A beautiful old church, a fabulously dusty old library, an ornate Arabesque courtyard, art works and treasures of immense wealth. These are a few of the reasons to visit the bright yellow 16th century Franciscan monastery in the center of old colonial Lima, but the thing that pulled me over to the church was the prospect of crouching over like a hunchback and exploring musty old catacombs to see the tombs of hundreds of dead friars and thousands of plague victims!
Got a taste for must and macabre? Check out the Convento de San Francisco in downtown Lima Peru!
Spiritual Might in Lima's Colonial Heart...
Lima sometimes call itself "the Rome of South America". It strikes me as kind of funny, since Quito, the capital of Ecuador, makes the same comparison. Both cities tie themselves to Rome based not on their architecture or artistic heritage, but rather based on their historical significance as a religious center and the large number of colonial era churches found in the city.
Lima does have a veritable armada of awesome churches, but I really think Quito has the stronger claim to the "Rome" title since Quito was really the stronger center of Catholic power in the new world. I think of Lima as more of a mercenary kind of place, maybe a "Zurich of South America" or a "Frankfurt of South America". Besides, awesome as Lima's churches are, Quito can, in my opinion, beat 'em...
Lima was an important religious center though. The Cathedral on the Plaza de Armas dates back to 1540 and it was a vital center of political and social power throughout its history. Most churches would count themselves lucky to have been blessed by a single saint, Lima's Basilica del Rosario holds the ashes and relics of three. And the downtown colonial center of the city hosts at least 4 churches built in the 1500s, and more than I have fingers to count dating from the 17th century. There's even one church that saw its own genuine miracle happen when an earthquake destroyed everything in the place --- except for one mural of Christ that escaped without so much as a scratch...
As cool and as important as all those "other" churches may be, they just don't have what San Francisco has. Namely, they don't have real human bones lying all over the place. How can mere wealth, artistic treasures, miracles, and genuine colonial character possibly compare to a basement full of dismembered skeletons and grisly tales of corpses being thrown into pits beneath the altars above? I mean, seriously, come on....this all adds up to the church of San Francisco being the coolest colonial era site in downtown Lima!
Touring the Monastery and Church...
I usually love classic baroque style churches and cathedrals, but the main church at San Francisco is, to my eyes, rather ugly. I don't care for the Lego building block look of the bell towers any more than I care for the garishly bright yellow paint that covers the building. What a shame the friars didn't ask for my aesthetic advice when they built or painted the place!

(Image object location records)
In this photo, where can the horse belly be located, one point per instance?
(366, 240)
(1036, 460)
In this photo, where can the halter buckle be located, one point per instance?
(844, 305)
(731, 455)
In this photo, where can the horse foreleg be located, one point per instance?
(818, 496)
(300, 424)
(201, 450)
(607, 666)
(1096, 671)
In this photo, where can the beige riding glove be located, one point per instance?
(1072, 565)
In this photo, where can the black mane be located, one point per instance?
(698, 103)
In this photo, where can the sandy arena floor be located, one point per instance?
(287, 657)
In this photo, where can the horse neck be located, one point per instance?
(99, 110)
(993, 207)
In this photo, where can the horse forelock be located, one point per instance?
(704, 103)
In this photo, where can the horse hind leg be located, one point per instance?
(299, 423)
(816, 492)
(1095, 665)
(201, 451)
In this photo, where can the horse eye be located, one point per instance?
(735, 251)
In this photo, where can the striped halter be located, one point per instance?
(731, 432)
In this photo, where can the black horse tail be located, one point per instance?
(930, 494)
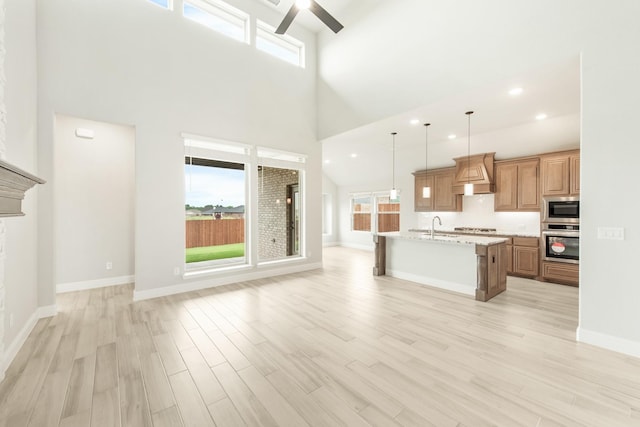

- **Exercise instructions**:
1. From the San Francisco monastery piece, extract the part that opens with the words containing "As cool and" and closes with "Monastery and Church...".
2. Decide whether each statement agrees with the San Francisco monastery piece: (a) the Cathedral on the Plaza de Armas dates back to 1540; (b) Lima's Basilica del Rosario holds the relics of a single saint; (c) the writer likes the bright yellow paint on the main church. Answer yes or no for each, and quote the words of the piece that decide it.

- **Answers in order**:
1.
As cool and as important as all those "other" churches may be, they just don't have what San Francisco has. Namely, they don't have real human bones lying all over the place. How can mere wealth, artistic treasures, miracles, and genuine colonial character possibly compare to a basement full of dismembered skeletons and grisly tales of corpses being thrown into pits beneath the altars above? I mean, seriously, come on....this all adds up to the church of San Francisco being the coolest colonial era site in downtown Lima!
Touring the Monastery and Church...

2.
(a) Yes: "The Cathedral on the Plaza de Armas dates back to 1540"
(b) No: "Lima's Basilica del Rosario holds the ashes and relics of three"
(c) No: "any more than I care for the garishly bright yellow paint that covers the building"